* [DOCUMENT EXCERPT]:
· · · ·

Bhansali calls up comparisons with baseball’s Billy Beane, whose story, (told in the book and film Moneyball) was that avoiding losers is almost as important as buying winners. “He refused to settle for losing games and losing money. That was the business model for that game before he came along,” she said.

She’s into managing risk as much as picking momentum trades that could fail, she said, since those who lose big can be hardest to recover from when returns are compounded. It’s also her belief, she says that if everyone is saying the same thing, there’s no payoff for having the right answer about an investment. The information is already part of the price.

Bhansali points out that despite the S&P 500’s almost 30% return last year, earnings barely moved up. “And what happened is, the vast majority of that appreciation was because of the P/E multiple expanding as opposed to earnings per share going up. … You just paid up more for the same damn thing. Have you ever heard it being called an investment bargain where you pay more and you get less?” She points out the comparisons to 1999 when growth was in favor and says an inflection point is again at hand to favor value.

So how are FANGs losers? In Bhansali’s mind, people are buying into concepts, not companies and rewarding past success and ignoring fundamental problems (think GE.) At Facebook, she says, the user base is saturated. Everybody who is going to get an account has likely gotten one and the company is being rewarded for future high secular growth (off of having no new users) that it can’t repeat. The growth is instead going to come from CPM (roughly, cost for 1,000 impressions or ad time). “That’s where growth is going to come from, but we don’t know what they charge. We don’t know the ROI of their investments. … We don’t know if consumers will tolerate higher and higher ad loads.”

She also says the company faces unforeseen pressure from regulators for its past problems handling user privacy and she pooh-poohs the company’s crypto currency effort, saying it will reach a dead end with regulators. Furthermore, despite these companies’ reputation for having no physical costs but intellectual capital, she says data centers are in fact physical, expensive and electricity consuming.

· · · ·

* [WRITTEN TASKS]:
A - Translate this sentence from the investment passage into Spanish: "The information is already part of the price."
B - Echo the investment passage from "She also says" up to and including "and electricity consuming.".
The entries below this point come from a separate source and are unrelated to the investment passage.

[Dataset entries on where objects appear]
· · · ·

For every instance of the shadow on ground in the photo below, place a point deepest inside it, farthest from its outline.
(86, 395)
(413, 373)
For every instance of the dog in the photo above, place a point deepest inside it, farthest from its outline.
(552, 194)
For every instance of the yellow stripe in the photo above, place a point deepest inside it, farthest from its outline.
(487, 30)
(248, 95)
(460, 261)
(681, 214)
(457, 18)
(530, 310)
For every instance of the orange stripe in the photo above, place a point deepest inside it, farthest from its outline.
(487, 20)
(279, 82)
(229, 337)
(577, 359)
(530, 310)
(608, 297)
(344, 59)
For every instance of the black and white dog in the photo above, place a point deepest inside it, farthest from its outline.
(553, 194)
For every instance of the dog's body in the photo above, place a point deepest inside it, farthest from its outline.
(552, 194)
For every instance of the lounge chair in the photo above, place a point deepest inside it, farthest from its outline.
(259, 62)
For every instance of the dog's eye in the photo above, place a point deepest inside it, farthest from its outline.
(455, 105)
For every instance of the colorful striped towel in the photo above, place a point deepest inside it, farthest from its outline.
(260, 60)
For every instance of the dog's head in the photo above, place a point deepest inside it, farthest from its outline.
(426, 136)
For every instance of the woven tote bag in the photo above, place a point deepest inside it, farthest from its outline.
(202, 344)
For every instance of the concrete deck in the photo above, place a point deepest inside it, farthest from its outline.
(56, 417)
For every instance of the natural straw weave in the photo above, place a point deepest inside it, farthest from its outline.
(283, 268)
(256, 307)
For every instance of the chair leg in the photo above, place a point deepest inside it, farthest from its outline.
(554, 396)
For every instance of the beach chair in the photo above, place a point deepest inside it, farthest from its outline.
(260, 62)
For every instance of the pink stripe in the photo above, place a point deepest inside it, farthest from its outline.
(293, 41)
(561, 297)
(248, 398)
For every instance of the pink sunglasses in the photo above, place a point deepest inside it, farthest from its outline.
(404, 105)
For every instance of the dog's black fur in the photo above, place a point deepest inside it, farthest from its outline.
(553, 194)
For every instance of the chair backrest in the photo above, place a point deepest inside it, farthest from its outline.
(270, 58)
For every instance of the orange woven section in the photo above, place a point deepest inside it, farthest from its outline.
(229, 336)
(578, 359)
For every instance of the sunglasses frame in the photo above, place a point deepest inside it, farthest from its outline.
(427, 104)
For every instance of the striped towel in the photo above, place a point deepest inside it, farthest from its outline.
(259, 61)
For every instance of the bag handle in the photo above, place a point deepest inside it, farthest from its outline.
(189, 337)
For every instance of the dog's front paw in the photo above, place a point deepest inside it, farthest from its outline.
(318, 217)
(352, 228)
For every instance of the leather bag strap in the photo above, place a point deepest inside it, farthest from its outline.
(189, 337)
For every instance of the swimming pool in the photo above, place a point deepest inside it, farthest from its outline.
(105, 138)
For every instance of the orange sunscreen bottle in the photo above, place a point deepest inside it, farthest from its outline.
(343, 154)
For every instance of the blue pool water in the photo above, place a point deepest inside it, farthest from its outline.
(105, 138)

· · · ·

* [ANSWERS FOR THIS EXERCISE]:
A - La información ya forma parte del precio.

B -
She also says the company faces unforeseen pressure from regulators for its past problems handling user privacy and she pooh-poohs the company’s crypto currency effort, saying it will reach a dead end with regulators. Furthermore, despite these companies’ reputation for having no physical costs but intellectual capital, she says data centers are in fact physical, expensive and electricity consuming.